> **PROBLEM REQUIREMENTS**
Reproduce exactly the lines from the line containing "198L327 188L274 175L240" through the last line of the listing, and no others.

Start of INPUT RECORDS

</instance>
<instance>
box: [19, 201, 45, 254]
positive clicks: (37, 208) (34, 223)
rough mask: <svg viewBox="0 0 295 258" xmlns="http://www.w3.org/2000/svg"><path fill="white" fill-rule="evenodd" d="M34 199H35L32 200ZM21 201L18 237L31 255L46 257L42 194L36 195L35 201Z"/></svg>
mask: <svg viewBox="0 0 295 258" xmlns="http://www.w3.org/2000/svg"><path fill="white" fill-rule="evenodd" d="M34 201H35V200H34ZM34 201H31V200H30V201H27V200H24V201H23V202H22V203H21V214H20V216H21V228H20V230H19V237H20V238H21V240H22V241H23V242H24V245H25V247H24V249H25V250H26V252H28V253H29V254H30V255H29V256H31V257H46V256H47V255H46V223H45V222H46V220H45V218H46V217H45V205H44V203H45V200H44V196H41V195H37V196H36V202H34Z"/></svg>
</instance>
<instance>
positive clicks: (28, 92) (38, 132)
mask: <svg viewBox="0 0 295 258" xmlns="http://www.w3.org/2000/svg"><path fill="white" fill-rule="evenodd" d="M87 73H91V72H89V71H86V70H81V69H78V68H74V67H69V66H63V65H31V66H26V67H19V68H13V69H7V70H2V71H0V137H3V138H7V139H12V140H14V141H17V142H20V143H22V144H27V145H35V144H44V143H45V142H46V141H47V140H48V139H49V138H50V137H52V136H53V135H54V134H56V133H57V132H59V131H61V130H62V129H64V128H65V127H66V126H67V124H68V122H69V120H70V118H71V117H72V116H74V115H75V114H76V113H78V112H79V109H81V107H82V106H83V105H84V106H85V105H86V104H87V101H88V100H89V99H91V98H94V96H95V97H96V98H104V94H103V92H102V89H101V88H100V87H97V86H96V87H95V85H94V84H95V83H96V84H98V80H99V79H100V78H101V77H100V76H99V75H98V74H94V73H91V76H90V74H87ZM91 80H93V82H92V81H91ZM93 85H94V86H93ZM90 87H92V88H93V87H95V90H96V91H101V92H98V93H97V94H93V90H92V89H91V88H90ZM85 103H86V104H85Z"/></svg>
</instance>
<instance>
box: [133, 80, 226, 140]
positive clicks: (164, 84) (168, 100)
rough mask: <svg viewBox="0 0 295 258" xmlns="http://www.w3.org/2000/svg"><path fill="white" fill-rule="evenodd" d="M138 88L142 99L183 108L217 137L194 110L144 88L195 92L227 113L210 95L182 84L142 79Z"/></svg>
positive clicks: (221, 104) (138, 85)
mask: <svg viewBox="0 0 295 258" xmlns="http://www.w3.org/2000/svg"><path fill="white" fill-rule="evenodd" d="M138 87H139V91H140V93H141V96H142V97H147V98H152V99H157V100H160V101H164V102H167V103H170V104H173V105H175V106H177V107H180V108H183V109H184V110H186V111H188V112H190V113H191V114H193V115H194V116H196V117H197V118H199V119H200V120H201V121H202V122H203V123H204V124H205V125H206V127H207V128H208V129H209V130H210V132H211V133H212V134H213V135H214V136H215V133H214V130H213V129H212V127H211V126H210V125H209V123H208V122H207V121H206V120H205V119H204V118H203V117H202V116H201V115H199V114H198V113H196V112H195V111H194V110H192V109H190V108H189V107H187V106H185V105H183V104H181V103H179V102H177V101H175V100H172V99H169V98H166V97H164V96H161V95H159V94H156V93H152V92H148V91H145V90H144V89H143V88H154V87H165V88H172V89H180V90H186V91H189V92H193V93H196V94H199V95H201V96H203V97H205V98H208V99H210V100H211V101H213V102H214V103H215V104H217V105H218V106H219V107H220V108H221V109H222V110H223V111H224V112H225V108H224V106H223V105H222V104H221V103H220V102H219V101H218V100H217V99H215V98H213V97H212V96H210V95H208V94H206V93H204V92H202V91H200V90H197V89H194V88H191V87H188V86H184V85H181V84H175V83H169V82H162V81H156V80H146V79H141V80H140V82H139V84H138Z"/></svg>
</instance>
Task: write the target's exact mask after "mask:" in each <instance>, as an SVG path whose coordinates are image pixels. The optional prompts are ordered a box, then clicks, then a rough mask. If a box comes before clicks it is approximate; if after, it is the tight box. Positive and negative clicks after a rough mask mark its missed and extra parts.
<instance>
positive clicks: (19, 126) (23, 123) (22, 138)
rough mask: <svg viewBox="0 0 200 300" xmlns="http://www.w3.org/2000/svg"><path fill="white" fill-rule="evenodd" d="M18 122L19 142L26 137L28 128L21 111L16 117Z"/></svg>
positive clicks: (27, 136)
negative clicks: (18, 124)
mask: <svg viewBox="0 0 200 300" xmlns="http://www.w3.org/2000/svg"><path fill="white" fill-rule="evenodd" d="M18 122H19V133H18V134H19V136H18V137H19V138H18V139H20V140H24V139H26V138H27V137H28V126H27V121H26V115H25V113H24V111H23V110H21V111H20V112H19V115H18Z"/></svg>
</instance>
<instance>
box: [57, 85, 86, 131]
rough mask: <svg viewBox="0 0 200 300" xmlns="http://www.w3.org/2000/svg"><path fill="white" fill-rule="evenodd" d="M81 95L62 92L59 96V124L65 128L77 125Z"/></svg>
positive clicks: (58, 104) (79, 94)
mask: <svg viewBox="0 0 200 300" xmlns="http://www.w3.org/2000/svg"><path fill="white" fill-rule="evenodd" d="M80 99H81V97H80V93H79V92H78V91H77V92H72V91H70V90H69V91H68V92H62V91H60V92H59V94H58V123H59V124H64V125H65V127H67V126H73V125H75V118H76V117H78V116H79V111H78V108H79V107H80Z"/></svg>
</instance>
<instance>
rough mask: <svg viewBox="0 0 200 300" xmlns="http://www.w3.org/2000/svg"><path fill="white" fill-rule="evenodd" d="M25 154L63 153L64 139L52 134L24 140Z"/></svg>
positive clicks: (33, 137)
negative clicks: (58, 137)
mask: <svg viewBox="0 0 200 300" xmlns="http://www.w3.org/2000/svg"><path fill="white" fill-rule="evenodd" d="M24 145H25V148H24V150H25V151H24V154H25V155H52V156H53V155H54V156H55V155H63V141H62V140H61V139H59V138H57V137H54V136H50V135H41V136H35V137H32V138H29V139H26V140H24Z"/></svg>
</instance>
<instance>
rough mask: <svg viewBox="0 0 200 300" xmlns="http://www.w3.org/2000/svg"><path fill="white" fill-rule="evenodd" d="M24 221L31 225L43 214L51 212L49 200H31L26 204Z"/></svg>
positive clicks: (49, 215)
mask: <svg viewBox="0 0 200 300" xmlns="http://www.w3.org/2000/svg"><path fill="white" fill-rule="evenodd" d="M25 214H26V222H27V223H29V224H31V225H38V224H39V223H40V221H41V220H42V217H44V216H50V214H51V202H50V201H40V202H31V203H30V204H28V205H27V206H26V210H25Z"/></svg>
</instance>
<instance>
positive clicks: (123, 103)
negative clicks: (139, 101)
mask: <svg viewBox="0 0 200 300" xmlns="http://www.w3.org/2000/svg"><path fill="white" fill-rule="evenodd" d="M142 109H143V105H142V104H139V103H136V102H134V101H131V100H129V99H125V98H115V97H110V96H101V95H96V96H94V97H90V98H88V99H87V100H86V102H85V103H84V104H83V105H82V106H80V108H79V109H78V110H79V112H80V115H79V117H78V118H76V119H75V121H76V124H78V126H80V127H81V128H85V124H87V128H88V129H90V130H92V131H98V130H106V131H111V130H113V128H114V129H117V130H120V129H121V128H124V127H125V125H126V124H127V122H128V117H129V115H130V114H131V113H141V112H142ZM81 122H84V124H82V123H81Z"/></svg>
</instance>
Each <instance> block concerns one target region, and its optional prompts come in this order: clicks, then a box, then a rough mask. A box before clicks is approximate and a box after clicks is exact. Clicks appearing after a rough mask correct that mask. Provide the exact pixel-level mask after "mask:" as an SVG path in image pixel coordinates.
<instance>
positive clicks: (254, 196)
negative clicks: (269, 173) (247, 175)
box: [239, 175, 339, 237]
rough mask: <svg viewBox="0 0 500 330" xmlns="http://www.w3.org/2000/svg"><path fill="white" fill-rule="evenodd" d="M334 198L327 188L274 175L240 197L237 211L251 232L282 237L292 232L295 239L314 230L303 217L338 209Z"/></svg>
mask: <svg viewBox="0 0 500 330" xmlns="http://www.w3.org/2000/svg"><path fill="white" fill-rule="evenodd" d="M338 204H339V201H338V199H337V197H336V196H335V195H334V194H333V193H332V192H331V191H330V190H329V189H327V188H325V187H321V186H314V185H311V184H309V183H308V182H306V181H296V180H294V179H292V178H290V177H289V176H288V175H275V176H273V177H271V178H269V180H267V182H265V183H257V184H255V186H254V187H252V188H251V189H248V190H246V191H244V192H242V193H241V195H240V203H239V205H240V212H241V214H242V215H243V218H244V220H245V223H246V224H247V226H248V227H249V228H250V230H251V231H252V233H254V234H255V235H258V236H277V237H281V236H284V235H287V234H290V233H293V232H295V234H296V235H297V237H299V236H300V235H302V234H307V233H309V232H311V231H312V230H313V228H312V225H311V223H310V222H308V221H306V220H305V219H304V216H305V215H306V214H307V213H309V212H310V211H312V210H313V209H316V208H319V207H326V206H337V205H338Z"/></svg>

End of INPUT RECORDS

> **OUTPUT FOR THIS TASK**
rough mask: <svg viewBox="0 0 500 330" xmlns="http://www.w3.org/2000/svg"><path fill="white" fill-rule="evenodd" d="M334 198L327 188L274 175L240 197L237 211L251 232L282 237L292 232L295 239L314 230L303 217L338 209Z"/></svg>
mask: <svg viewBox="0 0 500 330" xmlns="http://www.w3.org/2000/svg"><path fill="white" fill-rule="evenodd" d="M338 204H339V201H338V199H337V197H336V196H335V195H334V194H333V193H332V192H331V191H330V190H329V189H327V188H325V187H321V186H314V185H311V184H309V183H308V182H306V181H296V180H294V179H292V178H290V177H289V176H288V175H275V176H273V177H271V178H269V180H267V182H265V183H257V184H255V186H254V187H252V188H251V189H248V190H246V191H244V192H242V193H241V195H240V203H239V205H240V212H241V214H242V215H243V218H244V220H245V223H246V224H247V226H248V227H249V228H250V230H251V231H252V233H254V234H255V235H258V236H277V237H281V236H284V235H287V234H290V233H293V232H295V234H296V235H297V237H299V236H300V235H302V234H307V233H309V232H311V231H312V230H313V228H312V225H311V223H310V222H308V221H306V220H305V219H304V216H305V215H306V214H307V213H309V212H310V211H312V210H313V209H316V208H319V207H326V206H337V205H338Z"/></svg>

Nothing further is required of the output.